> **Aim of the exercise**
Copy everything from the line containing "bird accordingly, writing" down to the end of the material, requests included, and offset every number in the keypoint answer coordinates by 58. Leave the requests and their sample points unchanged.

> **Source material**
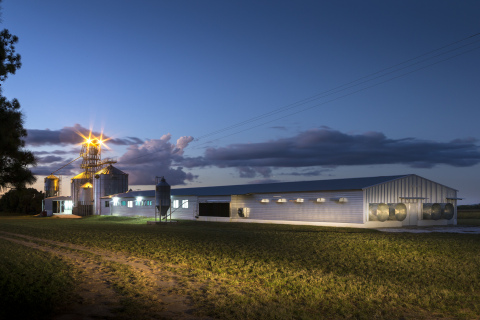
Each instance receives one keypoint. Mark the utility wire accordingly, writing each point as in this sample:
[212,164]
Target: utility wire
[332,100]
[352,84]
[346,86]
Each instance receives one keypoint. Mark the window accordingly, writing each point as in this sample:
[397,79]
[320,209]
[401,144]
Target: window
[68,204]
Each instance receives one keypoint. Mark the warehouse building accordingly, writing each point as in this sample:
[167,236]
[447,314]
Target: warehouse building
[387,201]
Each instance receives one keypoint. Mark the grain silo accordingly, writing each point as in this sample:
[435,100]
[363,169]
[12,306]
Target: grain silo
[108,181]
[52,186]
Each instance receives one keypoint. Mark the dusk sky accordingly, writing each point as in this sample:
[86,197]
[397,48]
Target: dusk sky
[235,92]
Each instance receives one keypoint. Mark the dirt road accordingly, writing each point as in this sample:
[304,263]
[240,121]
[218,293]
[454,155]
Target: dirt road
[99,296]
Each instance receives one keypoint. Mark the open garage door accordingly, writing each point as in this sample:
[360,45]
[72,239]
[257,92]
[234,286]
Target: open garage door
[214,209]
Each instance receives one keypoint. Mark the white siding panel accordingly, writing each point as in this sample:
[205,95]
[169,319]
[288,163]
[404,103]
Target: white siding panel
[185,213]
[329,211]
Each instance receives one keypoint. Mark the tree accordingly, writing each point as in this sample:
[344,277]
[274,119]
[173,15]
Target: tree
[14,159]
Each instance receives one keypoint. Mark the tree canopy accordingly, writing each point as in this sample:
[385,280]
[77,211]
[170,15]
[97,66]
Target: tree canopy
[15,161]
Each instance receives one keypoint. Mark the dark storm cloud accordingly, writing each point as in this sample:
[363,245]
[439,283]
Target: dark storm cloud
[329,148]
[56,152]
[71,135]
[156,157]
[57,165]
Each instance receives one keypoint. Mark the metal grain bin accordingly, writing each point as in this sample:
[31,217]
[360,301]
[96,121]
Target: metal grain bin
[108,181]
[432,211]
[52,186]
[162,196]
[76,185]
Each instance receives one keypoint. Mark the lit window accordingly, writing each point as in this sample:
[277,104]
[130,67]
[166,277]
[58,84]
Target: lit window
[68,205]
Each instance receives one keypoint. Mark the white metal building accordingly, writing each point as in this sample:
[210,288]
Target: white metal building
[388,201]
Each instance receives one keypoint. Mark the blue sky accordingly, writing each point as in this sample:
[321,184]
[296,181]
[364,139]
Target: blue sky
[204,92]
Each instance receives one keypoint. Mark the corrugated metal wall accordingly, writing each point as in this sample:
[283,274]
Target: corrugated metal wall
[329,211]
[410,186]
[185,213]
[413,186]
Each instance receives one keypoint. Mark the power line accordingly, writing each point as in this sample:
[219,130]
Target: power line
[352,84]
[346,86]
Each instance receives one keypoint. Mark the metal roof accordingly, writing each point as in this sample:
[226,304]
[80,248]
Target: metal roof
[298,186]
[133,194]
[110,170]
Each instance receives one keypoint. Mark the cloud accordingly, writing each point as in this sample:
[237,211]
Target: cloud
[156,157]
[70,135]
[328,148]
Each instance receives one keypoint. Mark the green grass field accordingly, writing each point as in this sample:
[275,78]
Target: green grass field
[260,271]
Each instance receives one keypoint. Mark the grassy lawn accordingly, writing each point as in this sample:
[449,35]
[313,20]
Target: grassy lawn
[468,217]
[33,284]
[253,271]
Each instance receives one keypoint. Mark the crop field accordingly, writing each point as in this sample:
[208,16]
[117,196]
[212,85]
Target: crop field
[113,267]
[469,217]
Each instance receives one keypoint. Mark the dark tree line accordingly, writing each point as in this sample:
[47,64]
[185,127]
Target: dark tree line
[15,161]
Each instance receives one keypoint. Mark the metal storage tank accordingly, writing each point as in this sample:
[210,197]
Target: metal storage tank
[52,186]
[162,197]
[85,195]
[108,181]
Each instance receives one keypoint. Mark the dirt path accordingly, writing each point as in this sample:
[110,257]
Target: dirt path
[99,298]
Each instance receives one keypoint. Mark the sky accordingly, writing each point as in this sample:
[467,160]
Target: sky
[214,92]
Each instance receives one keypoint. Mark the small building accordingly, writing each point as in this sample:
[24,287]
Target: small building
[387,201]
[58,205]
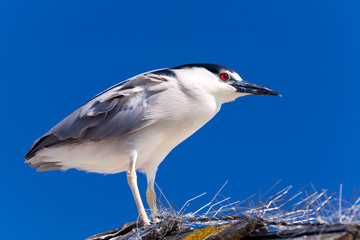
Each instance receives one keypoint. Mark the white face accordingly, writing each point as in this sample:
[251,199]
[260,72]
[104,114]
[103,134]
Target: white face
[205,81]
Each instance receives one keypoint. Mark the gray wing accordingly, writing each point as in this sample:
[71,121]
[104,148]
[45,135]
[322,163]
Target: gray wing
[118,110]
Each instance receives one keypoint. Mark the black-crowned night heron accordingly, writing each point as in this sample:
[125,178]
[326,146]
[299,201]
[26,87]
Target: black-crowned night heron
[136,123]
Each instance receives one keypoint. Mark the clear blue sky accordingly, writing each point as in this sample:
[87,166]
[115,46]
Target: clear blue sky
[56,55]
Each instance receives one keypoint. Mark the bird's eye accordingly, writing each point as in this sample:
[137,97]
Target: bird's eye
[224,76]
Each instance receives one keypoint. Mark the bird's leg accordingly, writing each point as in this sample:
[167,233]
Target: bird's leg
[151,198]
[132,180]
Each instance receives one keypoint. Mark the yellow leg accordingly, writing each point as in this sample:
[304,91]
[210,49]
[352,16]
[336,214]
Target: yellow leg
[132,180]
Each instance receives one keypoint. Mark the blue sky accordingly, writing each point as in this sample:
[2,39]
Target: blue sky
[54,56]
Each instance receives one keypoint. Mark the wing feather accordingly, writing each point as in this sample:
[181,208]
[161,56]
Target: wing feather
[117,111]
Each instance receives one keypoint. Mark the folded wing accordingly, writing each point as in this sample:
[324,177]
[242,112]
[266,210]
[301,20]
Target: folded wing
[117,111]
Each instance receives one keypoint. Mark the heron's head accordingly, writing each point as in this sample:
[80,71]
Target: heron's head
[219,80]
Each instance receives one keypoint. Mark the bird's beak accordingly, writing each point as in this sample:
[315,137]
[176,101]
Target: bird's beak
[254,89]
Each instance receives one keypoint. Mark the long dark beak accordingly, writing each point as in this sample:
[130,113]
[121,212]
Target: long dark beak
[254,89]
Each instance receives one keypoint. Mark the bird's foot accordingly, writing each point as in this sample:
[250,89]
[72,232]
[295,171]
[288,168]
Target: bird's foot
[145,221]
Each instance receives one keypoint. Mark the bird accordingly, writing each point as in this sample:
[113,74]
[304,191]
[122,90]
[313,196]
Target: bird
[133,125]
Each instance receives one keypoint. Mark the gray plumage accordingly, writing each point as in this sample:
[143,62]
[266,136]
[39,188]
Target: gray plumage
[118,110]
[135,124]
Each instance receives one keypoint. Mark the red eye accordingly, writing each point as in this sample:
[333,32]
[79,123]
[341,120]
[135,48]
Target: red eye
[224,76]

> **Task solution**
Each instance receives one keypoint. Mark the bird accordingly, writing each point as in this sample:
[113,74]
[304,191]
[122,90]
[313,196]
Target: bird
[191,183]
Each instance receives one keypoint. Mark the gray plumage accordingly, writing each point as in this sample:
[143,62]
[266,136]
[39,188]
Target: gray plumage
[176,168]
[193,182]
Each instance receives one keypoint. Mark the red eye accordingly, writing each point as in this sample:
[333,32]
[79,123]
[341,120]
[135,48]
Target: red eye
[282,134]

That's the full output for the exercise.